>> Begin TEXT EXTRACT

Revelation of the Daleks

revelationHe was resting on a kind of dais and his casing was made of glass. Inside, I could see the same sort of repulsive creature that the Doctor and I had taken out of the machine and wrapped in the cloak. The Dalek looked totally evil, sitting on a tiny seat with two squat legs not quite reaching the floor.

That quote comes from the novelisation of the first Dalek story, a magnificent book by David Whitaker that deviates quite significantly from Terry Nation’s original scripts.  That glass Dalek lived in the imagination, and finally we get to see one on screen in Revelation of the Daleks.  Bad idea.

Looking at the original Dalek story and then reading the novelisation is a masterclass in the difference between television and fiction.  What works in one medium doesn’t necessarily work in the other.  In the television version we get just a clawed hand as our only glimpse of the Dalek mutant.  The rest is up to us to conjure up in our minds.  In the book we get the whole mutant visible through a glass Dalek.  That’s a striking image, but it’s one that again simply lives in our imagination due to the nature of the medium.  We can’t actually see it on a screen.

Revelation of the Daleks takes that image, puts it on our television screen, and uses it as an opportunity to show a human being converted into a Dalek, and it’s nasty: graphic body horror right there on television, in a family show at half past five in the evening.  Eric Saward continues his fascination with morbidly dwelling on horror and violence in Doctor Who, with stabbings, dismembering, and the aforementioned victim in a glass Dalek put out of his misery.  Just about every character in the story is unpleasant, with the possible exception of Orcini, who is our stand-in hero while the Doctor does nothing much of any importance, and just about everyone ends up dead.  This is the last Eric Saward story, and frankly good riddance.

That said, this is a popular story, so surely it must have something going for it?  Following on from Timelash, a story that tried to play everything by the book and go down the traditional Doctor Who story route, I can see why this was much more well-received.  It is the opposite of what Doctor Who normally does.  There are multiple plot threads that barely intersect, like a soap opera format.  The Doctor and Peri spend over half the story wandering around not doing much, but those scenes are actually quite compelling, particularly the giant gravestone (a pity it’s polystyrene) that denotes the Doctor’s possible arrival at his grave.

DOCTOR: No, I’ve arrived in my own future and I’m dead.

>> End TEXT EXTRACT

* [EXERCISE 1]
In the Revelation of the Daleks review, retype the passage between "Revelation of the Daleks" and "reaching the floor.", inclusive.
* [EXERCISE 2]
Name every writer whose work the Revelation of the Daleks review mentions.

>> Begin DATA SECTION

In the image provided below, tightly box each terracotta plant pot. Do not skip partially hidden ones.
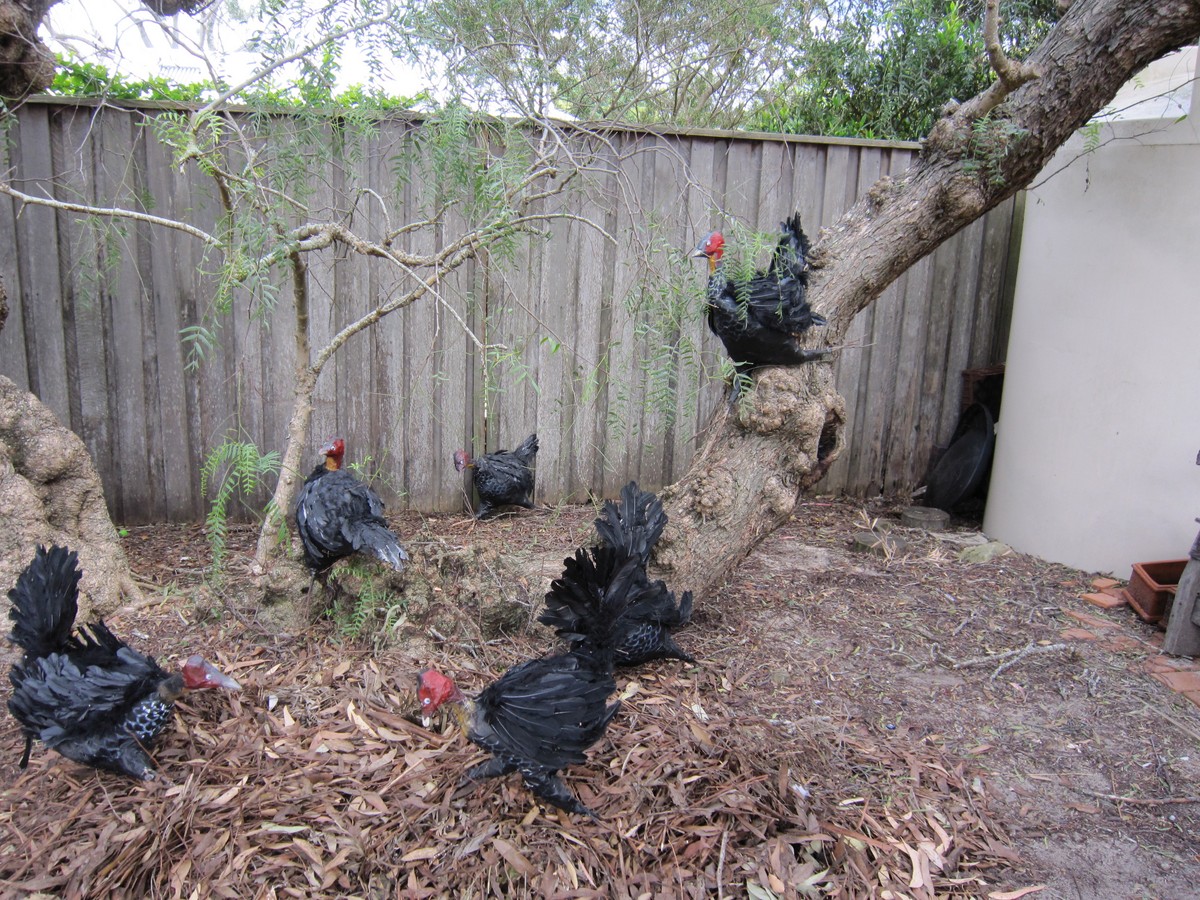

>> End DATA SECTION

* [WORKED SOLUTION 1]
Revelation of the Daleks

revelationHe was resting on a kind of dais and his casing was made of glass. Inside, I could see the same sort of repulsive creature that the Doctor and I had taken out of the machine and wrapped in the cloak. The Dalek looked totally evil, sitting on a tiny seat with two squat legs not quite reaching the floor.

* [WORKED SOLUTION 2]
David Whitaker, Terry Nation, Eric Saward